MATERIALS PROVIDED:
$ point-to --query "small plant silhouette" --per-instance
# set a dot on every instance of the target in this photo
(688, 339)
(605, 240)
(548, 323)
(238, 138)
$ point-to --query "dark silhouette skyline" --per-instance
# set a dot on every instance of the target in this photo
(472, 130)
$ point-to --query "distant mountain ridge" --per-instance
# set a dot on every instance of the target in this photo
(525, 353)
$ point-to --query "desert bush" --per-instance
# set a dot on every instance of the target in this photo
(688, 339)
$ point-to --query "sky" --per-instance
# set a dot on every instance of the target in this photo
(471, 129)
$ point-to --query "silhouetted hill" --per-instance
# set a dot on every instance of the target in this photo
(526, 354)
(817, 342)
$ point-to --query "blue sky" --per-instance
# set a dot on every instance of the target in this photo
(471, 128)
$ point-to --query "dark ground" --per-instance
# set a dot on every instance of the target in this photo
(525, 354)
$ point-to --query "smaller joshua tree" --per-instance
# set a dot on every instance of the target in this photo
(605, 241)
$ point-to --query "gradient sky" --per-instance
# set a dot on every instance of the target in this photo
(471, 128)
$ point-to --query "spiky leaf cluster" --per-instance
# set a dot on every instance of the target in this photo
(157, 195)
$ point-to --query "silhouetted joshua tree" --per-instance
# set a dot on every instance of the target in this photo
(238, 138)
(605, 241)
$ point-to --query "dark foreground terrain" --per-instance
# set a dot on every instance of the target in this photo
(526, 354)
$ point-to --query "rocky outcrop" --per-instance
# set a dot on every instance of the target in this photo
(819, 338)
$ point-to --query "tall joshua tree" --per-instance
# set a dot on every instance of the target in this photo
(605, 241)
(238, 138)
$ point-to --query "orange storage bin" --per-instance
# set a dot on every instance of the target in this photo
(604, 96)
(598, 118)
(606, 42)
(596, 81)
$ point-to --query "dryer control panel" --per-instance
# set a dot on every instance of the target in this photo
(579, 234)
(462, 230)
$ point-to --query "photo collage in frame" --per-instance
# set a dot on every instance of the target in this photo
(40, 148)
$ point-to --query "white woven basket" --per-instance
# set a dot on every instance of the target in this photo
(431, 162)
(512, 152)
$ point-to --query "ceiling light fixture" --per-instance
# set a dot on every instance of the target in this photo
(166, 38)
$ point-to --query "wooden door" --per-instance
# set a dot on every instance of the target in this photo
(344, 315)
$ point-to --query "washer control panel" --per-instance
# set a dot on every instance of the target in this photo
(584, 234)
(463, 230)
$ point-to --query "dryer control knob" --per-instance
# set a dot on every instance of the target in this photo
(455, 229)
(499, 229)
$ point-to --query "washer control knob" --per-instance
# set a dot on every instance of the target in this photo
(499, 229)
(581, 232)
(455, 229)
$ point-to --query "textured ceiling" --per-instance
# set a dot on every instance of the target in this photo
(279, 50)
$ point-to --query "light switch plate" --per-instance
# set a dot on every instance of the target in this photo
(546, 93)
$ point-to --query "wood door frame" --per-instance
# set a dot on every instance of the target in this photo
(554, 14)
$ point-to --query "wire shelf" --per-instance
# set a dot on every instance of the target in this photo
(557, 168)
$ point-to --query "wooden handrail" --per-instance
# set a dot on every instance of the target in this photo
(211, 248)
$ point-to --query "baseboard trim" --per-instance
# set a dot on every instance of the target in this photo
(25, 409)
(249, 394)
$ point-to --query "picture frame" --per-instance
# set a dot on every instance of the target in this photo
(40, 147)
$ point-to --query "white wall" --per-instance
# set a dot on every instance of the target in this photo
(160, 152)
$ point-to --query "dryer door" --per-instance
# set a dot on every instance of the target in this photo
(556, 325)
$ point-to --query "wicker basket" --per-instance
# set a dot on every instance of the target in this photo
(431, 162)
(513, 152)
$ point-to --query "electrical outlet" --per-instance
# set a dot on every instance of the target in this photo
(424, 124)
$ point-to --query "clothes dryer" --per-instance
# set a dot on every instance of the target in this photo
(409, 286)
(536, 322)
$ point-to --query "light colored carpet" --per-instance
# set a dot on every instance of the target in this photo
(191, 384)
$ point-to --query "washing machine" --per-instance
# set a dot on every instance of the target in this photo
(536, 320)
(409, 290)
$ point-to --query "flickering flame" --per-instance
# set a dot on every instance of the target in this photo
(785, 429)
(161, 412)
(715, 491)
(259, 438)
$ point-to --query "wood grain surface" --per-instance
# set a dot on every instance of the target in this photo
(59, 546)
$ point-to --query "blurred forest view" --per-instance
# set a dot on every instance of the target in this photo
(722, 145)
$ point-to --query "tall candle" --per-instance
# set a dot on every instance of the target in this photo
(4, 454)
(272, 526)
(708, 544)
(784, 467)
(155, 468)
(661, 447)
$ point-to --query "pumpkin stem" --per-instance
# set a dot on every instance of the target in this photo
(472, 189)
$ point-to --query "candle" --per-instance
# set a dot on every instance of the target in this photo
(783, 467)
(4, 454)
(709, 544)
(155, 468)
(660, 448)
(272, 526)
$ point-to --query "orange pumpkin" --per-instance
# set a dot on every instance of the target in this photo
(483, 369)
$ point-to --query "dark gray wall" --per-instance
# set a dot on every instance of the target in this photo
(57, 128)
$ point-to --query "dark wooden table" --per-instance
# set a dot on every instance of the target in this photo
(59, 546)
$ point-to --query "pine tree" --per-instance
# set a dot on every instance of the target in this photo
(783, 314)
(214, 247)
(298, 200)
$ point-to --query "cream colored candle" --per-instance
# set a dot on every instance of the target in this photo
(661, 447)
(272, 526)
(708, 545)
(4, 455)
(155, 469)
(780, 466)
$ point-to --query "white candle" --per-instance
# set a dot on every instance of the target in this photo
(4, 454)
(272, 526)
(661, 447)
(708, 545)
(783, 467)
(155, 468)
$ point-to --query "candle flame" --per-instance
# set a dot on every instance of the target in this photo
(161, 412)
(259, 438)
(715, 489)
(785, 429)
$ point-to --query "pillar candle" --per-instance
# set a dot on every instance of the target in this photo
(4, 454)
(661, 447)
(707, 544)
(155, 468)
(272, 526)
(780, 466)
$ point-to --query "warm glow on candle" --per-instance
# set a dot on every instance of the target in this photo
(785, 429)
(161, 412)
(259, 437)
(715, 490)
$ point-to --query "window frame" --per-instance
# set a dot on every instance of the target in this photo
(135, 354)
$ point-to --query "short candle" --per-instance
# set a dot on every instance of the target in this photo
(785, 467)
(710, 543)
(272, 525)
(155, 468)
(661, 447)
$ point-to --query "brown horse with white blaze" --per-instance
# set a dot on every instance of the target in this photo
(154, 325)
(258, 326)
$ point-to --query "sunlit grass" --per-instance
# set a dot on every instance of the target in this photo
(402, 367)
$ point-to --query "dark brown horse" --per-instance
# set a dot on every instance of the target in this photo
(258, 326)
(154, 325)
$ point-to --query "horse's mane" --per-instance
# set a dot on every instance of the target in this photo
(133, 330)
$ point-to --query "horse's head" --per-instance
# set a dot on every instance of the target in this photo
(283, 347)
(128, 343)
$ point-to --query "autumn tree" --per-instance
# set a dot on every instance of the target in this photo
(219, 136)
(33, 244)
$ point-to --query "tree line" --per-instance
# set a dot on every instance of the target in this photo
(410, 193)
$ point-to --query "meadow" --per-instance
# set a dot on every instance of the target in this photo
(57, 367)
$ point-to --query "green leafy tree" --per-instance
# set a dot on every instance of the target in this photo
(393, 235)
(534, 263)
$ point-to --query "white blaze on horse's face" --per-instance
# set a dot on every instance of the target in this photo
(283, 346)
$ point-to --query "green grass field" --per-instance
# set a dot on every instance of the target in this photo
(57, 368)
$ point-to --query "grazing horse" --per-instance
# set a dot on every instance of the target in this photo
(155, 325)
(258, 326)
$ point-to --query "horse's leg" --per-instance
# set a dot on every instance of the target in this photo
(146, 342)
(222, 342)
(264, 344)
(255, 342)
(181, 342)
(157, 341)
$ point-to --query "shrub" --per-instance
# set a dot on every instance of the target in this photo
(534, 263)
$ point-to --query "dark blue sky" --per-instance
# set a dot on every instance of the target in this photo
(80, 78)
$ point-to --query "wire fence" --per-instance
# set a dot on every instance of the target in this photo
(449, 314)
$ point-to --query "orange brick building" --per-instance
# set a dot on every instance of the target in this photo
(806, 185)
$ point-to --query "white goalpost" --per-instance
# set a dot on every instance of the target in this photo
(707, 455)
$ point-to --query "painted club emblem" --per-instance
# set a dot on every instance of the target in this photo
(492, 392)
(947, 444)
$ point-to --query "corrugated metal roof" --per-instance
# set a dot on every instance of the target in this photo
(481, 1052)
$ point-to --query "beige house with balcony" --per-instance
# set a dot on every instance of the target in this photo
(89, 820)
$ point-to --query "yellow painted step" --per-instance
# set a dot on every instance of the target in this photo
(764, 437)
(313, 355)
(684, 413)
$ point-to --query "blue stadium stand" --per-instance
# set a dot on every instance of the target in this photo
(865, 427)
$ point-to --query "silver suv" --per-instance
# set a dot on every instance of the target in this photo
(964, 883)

GOAL: Begin with the line that contains "blaze on horse's" and end with the last line of the records; set down every line in that span exactly, and nothing else.

OUTPUT BELOW:
$ point-to --query "white blaze on horse's face" --per-instance
# set a dot on every instance of the target in this photo
(283, 346)
$ point-to --query "green grass field" --per-instance
# set a dot on every instance of the target in this photo
(57, 368)
$ point-to --query "grazing horse" --per-instance
# set a dot on every instance of the target in this photo
(155, 325)
(258, 326)
$ point-to --query "horse's leg" --per-instance
# set a dot on every instance of the target in this photo
(146, 342)
(222, 342)
(264, 344)
(255, 342)
(181, 342)
(157, 341)
$ point-to --query "shrub" --per-instance
# set a dot on every instance of the target in this photo
(534, 263)
$ point-to --query "dark blue sky" --per-instance
# set a dot on every instance of the target in this photo
(80, 78)
$ point-to --query "wire fence" --per-instance
# set a dot on every instance of the target in this photo
(449, 314)
$ point-to --query "orange brick building" --per-instance
# set a dot on every instance of the target in this photo
(806, 185)
$ point-to --query "white goalpost" --per-instance
# set a dot on every instance of the target in this photo
(707, 455)
$ point-to --query "painted club emblem" --per-instance
# set a dot on every instance of the target in this photo
(492, 392)
(947, 444)
$ point-to --query "corrugated metal roof" --per-instance
# set a dot on every instance of the target in this photo
(481, 1052)
$ point-to --query "beige house with balcony" --per-instance
# set a dot on every instance of the target in this photo
(89, 820)
$ point-to --query "yellow painted step" --per-instance
# set a dot on every instance of the target in this photo
(764, 437)
(313, 355)
(684, 413)
$ point-to --query "blue stadium stand" --per-instance
# set a dot on every instance of the target in this photo
(865, 427)
$ point-to --query "silver suv" --per-instance
# set a dot on every instance of the target in this photo
(964, 883)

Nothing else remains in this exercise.